──────── SOURCE EXTRACT ────────
Is there a test for the FP flags thing (63a8aef)? That seems like it could use a test.

For the double/single issue, does it work to use the ufunc dtype= argument? Theoretically this ought to let the internal ufunc machinery make any necessary promotions one-buffer-at-a-time, which is nicer than copying entire arrays.

Owner

pv commented Apr 10, 2013

@njsmith: test_linalg.py:test_reduced_rank fails if the flags aren't cleared (for SVD, but not all of the routines). Not sure how to exactly best test that otherwise, as the issue is floating point errors (0/0 et al) inside LAPACK. Matrices full of inf cause those, but in that case LAPACK also signals a failure... I can't think of a way to directly test this.

The dtype keyword seems buggy for gufuncs, btw (gh-3222):

>>> import numpy as np
>>> a = np.array([[1.+2j,2+3j], [3+4j,4+5j]], dtype=np.cdouble)
>>> np.linalg._umath_linalg.eigvals(a, dtype=np.complex128)
__main__:1: DeprecationWarning: Implicitly casting between incompatible kinds. In a future numpy release, this will raise an error. Use casting="unsafe" if this is intentional.
__main__:1: ComplexWarning: Casting complex values to real discards the imaginary part
array([-0.37228132+0.j,  5.37228132+0.j])
>>> np.linalg._umath_linalg.eigvals(a)
array([-0.35670389-0.26307815j,  5.35670389+7.26307815j])
>>> b = np.array([[1.,2], [3,4]], dtype=np.float64)
>>> np.linalg._umath_linalg.eigvals(b, dtype=np.float64)
Traceback (most recent call last):
  File "<stdin>", line 1, in <module>
TypeError: No loop matching the specified signature was found for ufunc eigvals

The signature keyword however seems to work (but is much messier to use) --- does also that do the cast per-block?

I am not sure this change is needed, and may even been dangerous. The function nan_@TYPE@_matrix sets fp errors, so that it basically works as a way to detect the problems. It is highly unlikely that other errors are being raised by the FPU if Blas/Lapack is implemented properly.

The gufunc harness seems to clear the fp_errors before calling the kernel (Mark Wiebe pointed me to the code):
https://github.com/numpy/numpy/blob/master/numpy/core/src/umath/ufunc_object.c#L2068

Executes the kernel:
https://github.com/numpy/numpy/blob/master/numpy/core/src/umath/ufunc_object.c#L2090

And checks the errors:
https://github.com/numpy/numpy/blob/master/numpy/core/src/umath/ufunc_object.c#L2126

It may be dangerous, as the inner loop may be executed several times for a single python call, and using the code in this changes only the error in the last call will be taken into account, as a call with errors will clear any flag that might be present from a previous call before the harness checks the error condition.
──────── DATASET EXTRACT ────────
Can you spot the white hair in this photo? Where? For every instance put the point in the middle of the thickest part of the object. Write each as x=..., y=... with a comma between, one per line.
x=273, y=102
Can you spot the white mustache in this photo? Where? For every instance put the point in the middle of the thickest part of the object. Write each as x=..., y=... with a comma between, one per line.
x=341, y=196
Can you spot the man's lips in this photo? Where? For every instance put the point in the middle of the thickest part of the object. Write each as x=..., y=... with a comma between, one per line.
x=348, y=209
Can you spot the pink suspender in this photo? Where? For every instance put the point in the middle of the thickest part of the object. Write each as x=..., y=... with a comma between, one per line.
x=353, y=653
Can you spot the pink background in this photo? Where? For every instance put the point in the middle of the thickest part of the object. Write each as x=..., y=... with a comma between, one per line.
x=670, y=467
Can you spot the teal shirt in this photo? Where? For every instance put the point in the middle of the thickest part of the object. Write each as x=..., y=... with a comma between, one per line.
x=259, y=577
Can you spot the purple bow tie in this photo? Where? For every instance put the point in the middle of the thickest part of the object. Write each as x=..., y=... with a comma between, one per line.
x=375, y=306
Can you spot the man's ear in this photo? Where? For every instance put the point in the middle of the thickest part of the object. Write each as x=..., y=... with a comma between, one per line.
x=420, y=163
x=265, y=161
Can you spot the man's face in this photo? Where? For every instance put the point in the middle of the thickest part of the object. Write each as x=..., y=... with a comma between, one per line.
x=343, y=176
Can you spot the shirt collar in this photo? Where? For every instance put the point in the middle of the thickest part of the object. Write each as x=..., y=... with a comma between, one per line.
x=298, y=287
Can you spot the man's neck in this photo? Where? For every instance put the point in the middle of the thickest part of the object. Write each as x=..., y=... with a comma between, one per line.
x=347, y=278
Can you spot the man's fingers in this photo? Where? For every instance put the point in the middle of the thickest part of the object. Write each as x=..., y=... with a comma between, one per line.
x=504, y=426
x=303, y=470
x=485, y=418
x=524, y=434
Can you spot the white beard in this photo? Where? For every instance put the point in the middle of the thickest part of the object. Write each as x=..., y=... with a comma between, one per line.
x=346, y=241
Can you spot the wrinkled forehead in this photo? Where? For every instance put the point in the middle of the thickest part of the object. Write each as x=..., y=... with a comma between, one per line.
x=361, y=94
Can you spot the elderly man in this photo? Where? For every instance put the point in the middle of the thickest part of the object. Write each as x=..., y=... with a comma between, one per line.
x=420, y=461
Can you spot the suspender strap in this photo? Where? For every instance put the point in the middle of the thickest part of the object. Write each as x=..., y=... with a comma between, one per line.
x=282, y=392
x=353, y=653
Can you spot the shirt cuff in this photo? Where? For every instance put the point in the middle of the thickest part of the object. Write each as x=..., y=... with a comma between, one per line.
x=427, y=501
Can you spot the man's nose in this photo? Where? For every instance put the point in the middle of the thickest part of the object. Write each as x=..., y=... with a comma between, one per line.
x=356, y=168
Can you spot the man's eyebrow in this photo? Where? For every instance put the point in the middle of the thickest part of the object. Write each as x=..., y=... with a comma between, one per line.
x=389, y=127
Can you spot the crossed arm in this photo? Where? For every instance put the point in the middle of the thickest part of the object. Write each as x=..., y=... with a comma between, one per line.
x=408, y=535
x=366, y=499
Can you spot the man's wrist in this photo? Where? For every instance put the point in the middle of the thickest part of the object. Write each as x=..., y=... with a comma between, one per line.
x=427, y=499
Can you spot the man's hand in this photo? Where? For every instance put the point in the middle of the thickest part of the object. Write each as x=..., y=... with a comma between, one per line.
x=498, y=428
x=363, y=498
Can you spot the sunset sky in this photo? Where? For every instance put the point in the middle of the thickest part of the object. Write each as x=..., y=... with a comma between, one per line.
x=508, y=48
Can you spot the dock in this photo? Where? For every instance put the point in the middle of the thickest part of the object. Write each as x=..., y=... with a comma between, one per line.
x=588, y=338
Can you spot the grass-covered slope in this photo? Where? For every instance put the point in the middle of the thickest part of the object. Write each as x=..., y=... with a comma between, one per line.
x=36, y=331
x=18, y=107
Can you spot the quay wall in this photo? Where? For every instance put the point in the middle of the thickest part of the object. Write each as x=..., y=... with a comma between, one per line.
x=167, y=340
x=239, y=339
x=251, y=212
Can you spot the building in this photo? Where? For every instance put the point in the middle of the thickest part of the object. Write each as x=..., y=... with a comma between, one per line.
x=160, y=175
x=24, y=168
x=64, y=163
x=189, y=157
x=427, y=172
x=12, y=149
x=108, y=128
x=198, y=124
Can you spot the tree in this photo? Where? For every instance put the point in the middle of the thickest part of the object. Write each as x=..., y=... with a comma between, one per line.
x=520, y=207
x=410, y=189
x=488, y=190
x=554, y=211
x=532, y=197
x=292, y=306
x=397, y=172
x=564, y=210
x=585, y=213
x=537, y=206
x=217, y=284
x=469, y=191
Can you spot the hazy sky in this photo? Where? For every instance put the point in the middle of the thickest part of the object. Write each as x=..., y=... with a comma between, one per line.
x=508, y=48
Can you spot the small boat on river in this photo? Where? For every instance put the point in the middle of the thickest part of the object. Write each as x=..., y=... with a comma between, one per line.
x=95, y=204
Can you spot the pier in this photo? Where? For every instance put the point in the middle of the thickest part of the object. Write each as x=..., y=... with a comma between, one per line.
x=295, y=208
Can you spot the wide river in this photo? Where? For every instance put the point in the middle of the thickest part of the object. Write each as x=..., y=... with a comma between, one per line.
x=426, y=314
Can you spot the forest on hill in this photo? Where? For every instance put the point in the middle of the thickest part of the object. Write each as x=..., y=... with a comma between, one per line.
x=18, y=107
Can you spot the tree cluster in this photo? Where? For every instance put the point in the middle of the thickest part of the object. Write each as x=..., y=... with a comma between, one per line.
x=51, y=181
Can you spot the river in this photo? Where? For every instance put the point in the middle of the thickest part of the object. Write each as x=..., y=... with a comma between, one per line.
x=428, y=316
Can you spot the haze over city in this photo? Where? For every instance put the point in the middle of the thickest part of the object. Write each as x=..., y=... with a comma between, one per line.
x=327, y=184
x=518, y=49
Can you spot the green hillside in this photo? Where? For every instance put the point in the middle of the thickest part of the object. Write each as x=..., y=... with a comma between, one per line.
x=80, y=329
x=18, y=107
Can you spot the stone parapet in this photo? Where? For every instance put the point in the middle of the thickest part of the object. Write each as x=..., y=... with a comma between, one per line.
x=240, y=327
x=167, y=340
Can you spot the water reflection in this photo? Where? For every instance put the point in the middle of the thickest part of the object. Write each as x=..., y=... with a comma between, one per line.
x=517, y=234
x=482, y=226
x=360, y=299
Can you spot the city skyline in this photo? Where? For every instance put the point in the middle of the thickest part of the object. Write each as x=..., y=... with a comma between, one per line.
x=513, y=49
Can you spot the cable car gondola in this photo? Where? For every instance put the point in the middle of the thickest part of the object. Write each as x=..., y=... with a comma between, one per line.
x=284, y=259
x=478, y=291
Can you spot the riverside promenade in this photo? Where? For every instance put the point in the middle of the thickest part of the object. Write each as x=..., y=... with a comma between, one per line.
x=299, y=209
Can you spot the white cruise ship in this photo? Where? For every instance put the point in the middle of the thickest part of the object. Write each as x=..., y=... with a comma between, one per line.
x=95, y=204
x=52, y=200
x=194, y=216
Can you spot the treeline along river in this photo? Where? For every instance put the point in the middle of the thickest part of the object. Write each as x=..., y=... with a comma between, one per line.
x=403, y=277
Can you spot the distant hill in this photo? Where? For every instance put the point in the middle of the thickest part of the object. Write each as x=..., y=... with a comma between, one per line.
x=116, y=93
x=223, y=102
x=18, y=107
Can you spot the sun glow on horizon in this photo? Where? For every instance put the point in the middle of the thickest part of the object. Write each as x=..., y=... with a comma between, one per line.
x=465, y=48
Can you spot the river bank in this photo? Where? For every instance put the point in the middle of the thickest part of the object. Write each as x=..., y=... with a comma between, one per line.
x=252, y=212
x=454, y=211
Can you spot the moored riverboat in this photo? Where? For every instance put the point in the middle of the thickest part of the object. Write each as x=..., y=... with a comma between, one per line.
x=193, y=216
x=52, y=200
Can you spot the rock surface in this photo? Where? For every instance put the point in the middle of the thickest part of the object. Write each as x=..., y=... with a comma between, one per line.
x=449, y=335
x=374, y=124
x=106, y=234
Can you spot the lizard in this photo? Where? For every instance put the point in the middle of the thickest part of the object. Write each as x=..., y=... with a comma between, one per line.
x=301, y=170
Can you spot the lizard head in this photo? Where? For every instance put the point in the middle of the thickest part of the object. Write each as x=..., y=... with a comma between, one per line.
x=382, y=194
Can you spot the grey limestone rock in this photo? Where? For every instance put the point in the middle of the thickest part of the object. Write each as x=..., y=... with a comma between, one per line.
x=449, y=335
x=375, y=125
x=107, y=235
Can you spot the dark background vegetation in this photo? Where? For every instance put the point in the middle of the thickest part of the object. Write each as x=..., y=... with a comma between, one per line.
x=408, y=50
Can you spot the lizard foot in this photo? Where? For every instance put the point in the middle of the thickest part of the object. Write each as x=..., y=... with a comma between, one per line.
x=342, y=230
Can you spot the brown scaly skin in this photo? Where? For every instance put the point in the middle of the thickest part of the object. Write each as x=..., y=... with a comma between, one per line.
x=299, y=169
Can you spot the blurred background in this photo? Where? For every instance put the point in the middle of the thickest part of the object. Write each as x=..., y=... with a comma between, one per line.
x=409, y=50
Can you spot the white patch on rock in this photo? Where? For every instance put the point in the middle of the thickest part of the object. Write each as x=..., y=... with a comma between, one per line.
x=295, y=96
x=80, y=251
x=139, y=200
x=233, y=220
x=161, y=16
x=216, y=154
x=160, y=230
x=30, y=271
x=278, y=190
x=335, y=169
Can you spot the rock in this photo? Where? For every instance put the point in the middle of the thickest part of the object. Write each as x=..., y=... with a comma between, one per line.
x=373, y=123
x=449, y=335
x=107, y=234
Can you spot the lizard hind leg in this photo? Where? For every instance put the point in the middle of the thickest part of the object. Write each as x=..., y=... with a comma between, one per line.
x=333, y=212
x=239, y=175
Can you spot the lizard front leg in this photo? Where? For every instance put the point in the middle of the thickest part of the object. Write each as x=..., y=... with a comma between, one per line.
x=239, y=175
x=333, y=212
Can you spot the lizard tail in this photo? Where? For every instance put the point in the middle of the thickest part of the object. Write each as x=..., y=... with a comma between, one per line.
────────
SET EXERCISE.
Return the portion of the gufunc thread between "The gufunc harness" and "the error condition.", inclusive. Nothing in the records is needed here.

REPLY.
The gufunc harness seems to clear the fp_errors before calling the kernel (Mark Wiebe pointed me to the code):
https://github.com/numpy/numpy/blob/master/numpy/core/src/umath/ufunc_object.c#L2068

Executes the kernel:
https://github.com/numpy/numpy/blob/master/numpy/core/src/umath/ufunc_object.c#L2090

And checks the errors:
https://github.com/numpy/numpy/blob/master/numpy/core/src/umath/ufunc_object.c#L2126

It may be dangerous, as the inner loop may be executed several times for a single python call, and using the code in this changes only the error in the last call will be taken into account, as a call with errors will clear any flag that might be present from a previous call before the harness checks the error condition.